- _WORK INSTRUCTIONS_
A: Using the time-travel article below, how would you rewrite the paragraph beginning "The story was referenced by writers like Viktor Farkas" more briefly while keeping its main facts?
B: Answer these questions from the time-travel article below, one per line:
(i) In what magazine was Jack Finney's story "I'm Scared" published, and on what date?
(ii) Who painted The Expected One, and in what year?
(iii) According to Gerald Weinpolter, what is the girl in the painting holding?

── TEXT SECTION

Storie of the Times Squire Time Traveler is told to this day… because that’s how novels work.
What is now an urban legend with just enough detail to seem plausible is a science fiction short story by Jack Finney published in Collier’s magazine on Sept. 15th, 1951, called “I’m Scared.” In which a 19th-century-looking young man with a handful of pocket junk is found dead in contemporary Times Square.
The story was referenced by writers like Viktor Farkas without context and assumed to be true. Stories ran wild but received little attention until in 2000 the Spanish magazine Mas Alla published the story as a factual report. Folklore researcher Chris Auback saw and investigated the story and found it to be the basis for several sci-fi stories and a few films.
- https://en.wikipedia.org/wiki/Rudolph_Fentz
- https://www.snopes.com/fact-check/the-strange-case-of-time-traveling-rudolph-fentz/
- http://hoaxes.org/archive/permalink/rudolph_fentz_the_accidental_time_traveler
iDon’t Think So
Because humans see patterns and everyone has a phone now, people see phones everywhere. Perhaps notably in the 1860 painting by Austrian artist Ferdinand Georg Waldmuller titled The Expected One.
Look at your phones now, and as expected, you’ll see the painting.
The Expected One, oil on Canvas, 1860
The painting is of a young woman walking down a dirt road while a man, presumably in a suit but probably a dudebro, hides behind some bushes, waiting to surprise-propose — because gorilla-bush-proposals are the most romantic kind.
In the painting, she appears to be holding an iPhone in her hands. And indeed she is holding a rectangle as one holds Apple’s rectangles now, so I get it.
However, at any degree of inspection, she is holding a prayer book.
“The girl in this Waldmüller painting is not playing with her new iPhone X, but is off to church holding a little prayer book in her hands,”
Gerald Weinpolter, CEO of the art agency Austrian-paintings. at, told Vice writer Brian Anderson.
This makes sense, not a lot of people are familiar with prayer books now, and the ones who are, are less familiar with technology and the internet – I mean, in general.
Russell was struck by something different.
“What strikes me most is how much a change in technology has changed the interpretation of the painting, and in a way has leveraged its entire context,”
Russell wrote on his blog about the misconception. And he’s right, people are dumber now.

────
── MATERIAL SHOWN

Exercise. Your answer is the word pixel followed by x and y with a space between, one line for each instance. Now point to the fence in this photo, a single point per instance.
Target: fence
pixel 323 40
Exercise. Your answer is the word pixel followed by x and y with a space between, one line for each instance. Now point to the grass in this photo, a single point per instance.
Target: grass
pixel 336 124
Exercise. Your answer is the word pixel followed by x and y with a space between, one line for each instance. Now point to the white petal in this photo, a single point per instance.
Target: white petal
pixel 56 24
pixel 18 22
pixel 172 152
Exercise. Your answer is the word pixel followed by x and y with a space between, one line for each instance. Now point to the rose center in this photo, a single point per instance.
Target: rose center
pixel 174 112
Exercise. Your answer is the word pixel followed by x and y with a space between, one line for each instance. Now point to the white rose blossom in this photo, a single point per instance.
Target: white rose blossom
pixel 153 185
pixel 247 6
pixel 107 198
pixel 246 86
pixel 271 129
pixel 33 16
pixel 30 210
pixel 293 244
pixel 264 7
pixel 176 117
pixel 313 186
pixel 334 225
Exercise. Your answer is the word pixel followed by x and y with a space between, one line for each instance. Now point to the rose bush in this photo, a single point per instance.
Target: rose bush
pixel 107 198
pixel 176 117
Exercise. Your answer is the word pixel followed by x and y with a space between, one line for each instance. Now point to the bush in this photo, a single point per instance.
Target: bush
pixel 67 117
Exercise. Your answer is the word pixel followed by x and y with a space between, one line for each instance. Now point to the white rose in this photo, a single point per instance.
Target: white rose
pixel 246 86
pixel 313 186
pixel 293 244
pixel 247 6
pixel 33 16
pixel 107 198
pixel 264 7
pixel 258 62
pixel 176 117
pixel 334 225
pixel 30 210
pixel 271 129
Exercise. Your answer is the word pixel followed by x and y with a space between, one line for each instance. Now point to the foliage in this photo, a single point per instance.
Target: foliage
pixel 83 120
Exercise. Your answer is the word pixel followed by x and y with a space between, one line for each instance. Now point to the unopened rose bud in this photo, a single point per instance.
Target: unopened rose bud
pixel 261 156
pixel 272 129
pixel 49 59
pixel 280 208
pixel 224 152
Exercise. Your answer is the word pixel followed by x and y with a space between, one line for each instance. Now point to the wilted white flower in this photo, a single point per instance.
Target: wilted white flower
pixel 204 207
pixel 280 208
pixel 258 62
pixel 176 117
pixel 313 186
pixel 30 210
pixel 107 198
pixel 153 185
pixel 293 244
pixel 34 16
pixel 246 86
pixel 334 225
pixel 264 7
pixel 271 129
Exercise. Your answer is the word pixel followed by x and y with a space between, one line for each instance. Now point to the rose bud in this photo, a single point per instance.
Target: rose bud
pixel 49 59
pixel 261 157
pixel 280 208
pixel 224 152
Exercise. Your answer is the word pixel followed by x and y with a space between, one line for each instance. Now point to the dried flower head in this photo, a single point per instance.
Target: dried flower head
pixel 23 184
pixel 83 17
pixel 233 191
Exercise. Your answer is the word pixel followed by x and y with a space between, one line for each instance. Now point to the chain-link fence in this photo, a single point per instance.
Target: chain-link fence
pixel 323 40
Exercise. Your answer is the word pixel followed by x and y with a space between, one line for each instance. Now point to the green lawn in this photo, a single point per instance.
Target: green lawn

────

- _ANSWERS FOR EACH ITEM_
A: Writers such as Viktor Farkas cited the story without context, and it was taken as true. It drew little notice until the Spanish magazine Mas Alla published it as a factual report in 2000. Folklore researcher Chris Auback then investigated and found it was the basis for several sci-fi stories and a few films.

B:
(i) Collier's magazine, Sept. 15th, 1951
(ii) Ferdinand Georg Waldmuller, 1860
(iii) A little prayer book